● **Your task**:
Transcribe the records that follow, preserving every word.

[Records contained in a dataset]
========

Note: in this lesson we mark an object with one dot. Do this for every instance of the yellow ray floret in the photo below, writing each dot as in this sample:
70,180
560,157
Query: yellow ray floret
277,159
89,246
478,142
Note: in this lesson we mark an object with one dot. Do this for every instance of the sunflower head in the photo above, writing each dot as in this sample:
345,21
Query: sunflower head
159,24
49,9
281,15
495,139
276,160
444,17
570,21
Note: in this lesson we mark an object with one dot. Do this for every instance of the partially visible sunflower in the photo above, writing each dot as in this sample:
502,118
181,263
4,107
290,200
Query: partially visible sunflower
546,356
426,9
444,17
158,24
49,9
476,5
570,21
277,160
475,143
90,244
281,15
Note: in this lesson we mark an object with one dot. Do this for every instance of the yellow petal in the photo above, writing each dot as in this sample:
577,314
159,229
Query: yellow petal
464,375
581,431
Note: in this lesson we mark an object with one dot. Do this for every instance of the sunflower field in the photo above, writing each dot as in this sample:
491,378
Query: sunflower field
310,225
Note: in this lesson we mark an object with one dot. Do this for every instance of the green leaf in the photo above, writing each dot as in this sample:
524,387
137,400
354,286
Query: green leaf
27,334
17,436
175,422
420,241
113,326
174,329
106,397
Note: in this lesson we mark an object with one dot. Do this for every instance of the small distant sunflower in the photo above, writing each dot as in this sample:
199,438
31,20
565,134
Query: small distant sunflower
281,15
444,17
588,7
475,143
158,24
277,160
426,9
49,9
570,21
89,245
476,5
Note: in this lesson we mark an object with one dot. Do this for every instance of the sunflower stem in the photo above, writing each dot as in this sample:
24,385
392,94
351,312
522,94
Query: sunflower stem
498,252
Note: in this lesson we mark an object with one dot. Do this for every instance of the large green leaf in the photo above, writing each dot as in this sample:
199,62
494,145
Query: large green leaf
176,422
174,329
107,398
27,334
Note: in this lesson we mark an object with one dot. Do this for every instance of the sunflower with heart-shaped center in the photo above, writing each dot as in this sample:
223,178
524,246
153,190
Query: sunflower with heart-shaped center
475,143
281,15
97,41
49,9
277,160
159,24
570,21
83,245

========

● **Answer to the exercise**:
Note: in this lesson we mark an object with one dot. Do this for every instance of the yellow ray floret in the photo below, writing each dot as in this sample:
70,180
560,157
Query: yellow ray floret
277,159
89,246
478,142
Note: in this lesson we mark an object with one dot. Do this for every instance of the sunflower head in the photo above, writing each dot as in this sample:
345,21
Query: sunflower head
159,24
49,9
281,15
495,139
276,160
444,17
570,21
Note: in this lesson we mark an object with one dot. Do this for every instance of the partially visible sunflower in the photo above, writing each dot as in this sample:
502,118
181,263
4,107
290,200
Query: partially visible sunflower
546,356
426,9
444,17
158,24
49,9
476,5
570,21
277,160
475,143
90,244
281,15
Note: in this lesson we mark an object with one dot. Do this for every instance of the yellow petal in the photo above, writing each dot as in this sample:
577,314
159,229
Query: yellow petal
464,375
581,431
Note: in this lesson we mark an object with one dot. Do this for every instance of the sunflower field in the photo above, writing each dot as in this sample:
491,378
Query: sunflower field
310,225
Note: in this lesson we mark an object with one dot. Do this for every instance of the green leaf in the photo above, writing each dot as in this sample:
524,387
137,400
354,286
Query: green leaf
27,334
17,436
175,422
420,241
113,326
174,329
106,397
Note: in this lesson we mark an object with one dot. Do this for every instance of the small distant sunflower in the photo above, writing each dot as in this sample:
199,438
31,20
565,134
Query: small distant sunflower
281,15
444,17
588,7
475,143
158,24
277,160
426,9
49,9
570,21
89,245
476,5
Note: in this lesson we mark an object with one dot. Do this for every instance of the sunflower stem in the photo above, writing each dot as in this sample:
24,385
392,94
351,312
522,94
Query: sunflower stem
498,252
Note: in this lesson we mark an object with one dot. Do this for every instance of the large green leaf in the photo above, writing each dot as in this sample:
199,62
494,145
Query: large green leaf
176,422
174,329
107,398
27,334
Note: in this lesson we mark an object with one dot. Do this for every instance of the sunflower with heart-shaped center in the photo above, writing each dot as in this sample:
223,178
524,246
153,190
Query: sunflower with heart-shaped center
475,143
281,15
97,41
49,9
277,160
159,24
570,21
83,245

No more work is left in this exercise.